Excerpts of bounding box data
— START —
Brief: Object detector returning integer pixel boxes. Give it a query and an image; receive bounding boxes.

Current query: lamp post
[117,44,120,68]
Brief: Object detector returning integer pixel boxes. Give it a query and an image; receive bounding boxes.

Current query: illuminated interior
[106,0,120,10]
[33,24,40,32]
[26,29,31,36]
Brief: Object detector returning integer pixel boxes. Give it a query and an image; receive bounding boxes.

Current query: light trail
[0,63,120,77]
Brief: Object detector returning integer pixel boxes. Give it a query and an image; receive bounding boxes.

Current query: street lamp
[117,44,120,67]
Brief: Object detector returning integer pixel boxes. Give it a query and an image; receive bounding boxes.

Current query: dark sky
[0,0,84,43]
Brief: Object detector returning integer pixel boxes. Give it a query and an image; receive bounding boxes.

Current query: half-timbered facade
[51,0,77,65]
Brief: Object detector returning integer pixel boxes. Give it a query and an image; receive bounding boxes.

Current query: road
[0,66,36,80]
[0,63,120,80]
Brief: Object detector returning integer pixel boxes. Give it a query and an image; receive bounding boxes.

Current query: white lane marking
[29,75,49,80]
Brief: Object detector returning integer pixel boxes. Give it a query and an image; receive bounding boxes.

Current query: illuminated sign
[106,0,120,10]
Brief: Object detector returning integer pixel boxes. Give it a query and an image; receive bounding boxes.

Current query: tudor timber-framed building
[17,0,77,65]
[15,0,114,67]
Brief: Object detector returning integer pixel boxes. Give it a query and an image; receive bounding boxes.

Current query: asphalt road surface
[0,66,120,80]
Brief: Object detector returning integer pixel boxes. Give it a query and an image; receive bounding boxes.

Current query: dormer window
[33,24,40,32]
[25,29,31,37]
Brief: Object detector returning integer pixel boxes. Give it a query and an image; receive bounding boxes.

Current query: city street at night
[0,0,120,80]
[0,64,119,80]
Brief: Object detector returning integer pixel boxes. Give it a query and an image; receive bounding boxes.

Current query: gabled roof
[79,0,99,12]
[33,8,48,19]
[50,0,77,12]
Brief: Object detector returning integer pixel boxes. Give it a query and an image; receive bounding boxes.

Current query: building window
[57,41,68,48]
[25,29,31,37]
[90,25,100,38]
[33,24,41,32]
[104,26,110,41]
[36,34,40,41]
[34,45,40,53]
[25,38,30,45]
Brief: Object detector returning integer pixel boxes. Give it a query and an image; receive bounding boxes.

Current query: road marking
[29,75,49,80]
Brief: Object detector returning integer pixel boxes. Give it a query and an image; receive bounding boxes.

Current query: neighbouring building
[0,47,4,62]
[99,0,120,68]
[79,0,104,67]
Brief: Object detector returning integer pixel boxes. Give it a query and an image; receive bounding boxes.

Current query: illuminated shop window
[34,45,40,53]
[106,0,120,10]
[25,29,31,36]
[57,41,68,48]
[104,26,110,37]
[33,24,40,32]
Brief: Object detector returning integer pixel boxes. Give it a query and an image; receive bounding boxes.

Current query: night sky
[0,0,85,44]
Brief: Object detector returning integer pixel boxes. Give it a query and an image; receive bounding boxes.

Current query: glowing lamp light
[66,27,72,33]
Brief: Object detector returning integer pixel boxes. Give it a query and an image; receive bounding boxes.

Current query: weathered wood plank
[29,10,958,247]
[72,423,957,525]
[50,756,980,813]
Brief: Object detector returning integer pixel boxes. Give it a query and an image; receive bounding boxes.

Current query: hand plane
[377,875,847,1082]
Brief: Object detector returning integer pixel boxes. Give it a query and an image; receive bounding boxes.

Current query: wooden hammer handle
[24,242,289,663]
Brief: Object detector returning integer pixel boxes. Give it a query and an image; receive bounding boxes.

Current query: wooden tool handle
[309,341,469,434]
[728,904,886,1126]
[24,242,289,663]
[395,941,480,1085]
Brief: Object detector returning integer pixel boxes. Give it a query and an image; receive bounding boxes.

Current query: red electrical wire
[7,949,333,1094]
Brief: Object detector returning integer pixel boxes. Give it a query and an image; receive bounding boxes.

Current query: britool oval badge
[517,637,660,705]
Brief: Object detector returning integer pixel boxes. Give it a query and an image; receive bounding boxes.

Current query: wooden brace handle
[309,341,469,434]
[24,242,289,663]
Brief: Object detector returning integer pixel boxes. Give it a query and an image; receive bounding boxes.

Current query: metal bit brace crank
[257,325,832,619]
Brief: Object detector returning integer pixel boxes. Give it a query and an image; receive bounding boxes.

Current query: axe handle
— END —
▶ **What is expected**
Format every line of the data above as a JSON list of strings, one string per line, skipping blank lines.

▶ **Finished exercise**
[
  "Brief: Object detector returning integer pixel boxes. Give it a query and an image; receive bounding boxes.",
  "Current query: lamp post",
  "[117,44,120,68]",
  "Brief: Object detector returning integer pixel boxes. Give it a query and an image; receive bounding boxes.",
  "Current query: illuminated interior",
  "[106,0,120,10]",
  "[33,24,40,32]",
  "[26,29,31,36]",
  "Brief: Object detector returning integer pixel boxes. Give it a query and an image; receive bounding boxes.",
  "Current query: light trail",
  "[0,63,120,77]",
  "Brief: Object detector returning integer pixel boxes. Give it a query and an image; receive bounding boxes.",
  "Current query: street lamp",
  "[117,44,120,67]",
  "Brief: Object detector returning integer pixel boxes. Give it a query and an image; receive bounding boxes.",
  "Current query: dark sky",
  "[0,0,84,43]",
  "Brief: Object detector returning integer pixel boxes. Give it a query and an image; receive bounding boxes.",
  "Current query: half-timbered facade",
  "[51,0,77,65]",
  "Brief: Object detector returning integer pixel boxes. Give it a query and an image; receive bounding boxes.",
  "Current query: road",
  "[0,66,36,80]",
  "[0,63,120,80]",
  "Brief: Object detector returning integer pixel boxes. Give it a query and an image; receive bounding boxes.",
  "Current query: white lane marking",
  "[29,75,49,80]",
  "Brief: Object detector returning integer pixel boxes. Give it a query and an image; receive bounding boxes.",
  "Current query: illuminated sign",
  "[106,0,120,10]",
  "Brief: Object detector returning integer pixel boxes. Give it a query and an image; receive bounding boxes.",
  "Current query: tudor timber-framed building",
  "[17,0,77,65]",
  "[15,0,114,67]",
  "Brief: Object detector returning integer pixel boxes. Give it a query and an image; receive bounding boxes.",
  "Current query: asphalt road surface",
  "[0,66,120,80]",
  "Brief: Object detector returning integer pixel boxes. Give it a query and an image; receive bounding boxes.",
  "Current query: dormer window",
  "[33,24,40,32]",
  "[25,29,31,37]",
  "Brief: Object detector returning integer pixel boxes. Give it a query and an image; receive bounding boxes.",
  "Current query: city street at night",
  "[0,0,120,80]",
  "[0,64,119,80]",
  "Brief: Object detector returning integer pixel boxes. Give it a query and an image; receive bounding boxes.",
  "Current query: gabled roof",
  "[79,0,99,12]",
  "[33,8,48,19]",
  "[50,0,77,12]",
  "Brief: Object detector returning integer pixel boxes. Give it a query and an image; receive bounding boxes.",
  "Current query: building window",
  "[57,41,68,48]",
  "[25,29,31,37]",
  "[90,25,100,38]",
  "[33,24,41,32]",
  "[104,26,110,41]",
  "[36,34,40,41]",
  "[34,45,40,53]",
  "[25,38,30,45]",
  "Brief: Object detector returning integer pixel boxes. Give it a query and an image; receive bounding boxes.",
  "Current query: road marking",
  "[29,75,49,80]",
  "Brief: Object detector returning integer pixel boxes. Give it a query and an image; receive bounding boxes.",
  "Current query: neighbouring building",
  "[0,47,4,62]",
  "[99,0,120,68]",
  "[79,0,104,67]",
  "Brief: Object detector returning integer pixel boxes. Give it a query and an image; receive bounding boxes.",
  "Current query: illuminated shop window",
  "[34,45,40,53]",
  "[106,0,120,10]",
  "[25,29,31,36]",
  "[57,41,68,48]",
  "[104,26,110,37]",
  "[33,24,40,32]",
  "Brief: Object detector returning integer pixel boxes. Give it a query and an image; receive bounding boxes.",
  "Current query: night sky",
  "[0,0,85,44]",
  "Brief: Object detector returning integer pixel boxes. Give it a query and an image; receive bounding boxes.",
  "Current query: glowing lamp light",
  "[66,27,72,33]",
  "Brief: Object detector returning integer pixel boxes. Give it a query and an image; receive bounding boxes.",
  "Current query: weathered wood plank",
  "[29,10,958,247]",
  "[72,423,957,525]",
  "[50,756,980,813]",
  "Brief: Object detector returning integer pixel boxes. Give it a query and an image; receive bounding boxes.",
  "Current query: hand plane",
  "[377,875,847,1082]",
  "Brief: Object detector returning integer pixel boxes. Give it a query and an image; receive bounding boxes.",
  "Current query: wooden hammer handle",
  "[24,242,289,663]",
  "Brief: Object detector returning integer pixel boxes. Give it a query and an image; receive bounding boxes.",
  "Current query: wooden tool handle",
  "[309,341,469,434]",
  "[728,904,886,1126]",
  "[24,242,289,663]",
  "[395,941,480,1085]",
  "Brief: Object detector returning integer pixel boxes. Give it a query and an image; receive bounding boxes.",
  "Current query: red electrical wire",
  "[7,949,333,1094]",
  "Brief: Object detector returning integer pixel boxes. Give it a query and an image; receive bounding boxes.",
  "Current query: britool oval badge",
  "[517,637,660,705]",
  "Brief: Object detector returning integer pixel boxes. Give it a query and an image; receive bounding boxes.",
  "Current query: wooden brace handle",
  "[309,341,469,434]",
  "[24,242,289,663]",
  "Brief: Object detector returning integer pixel boxes. Give it a query and an image; receive bounding boxes.",
  "Current query: metal bit brace crank",
  "[257,325,832,619]",
  "Brief: Object detector returning integer pixel boxes. Give it a query and an image; receive bounding boxes.",
  "Current query: axe handle"
]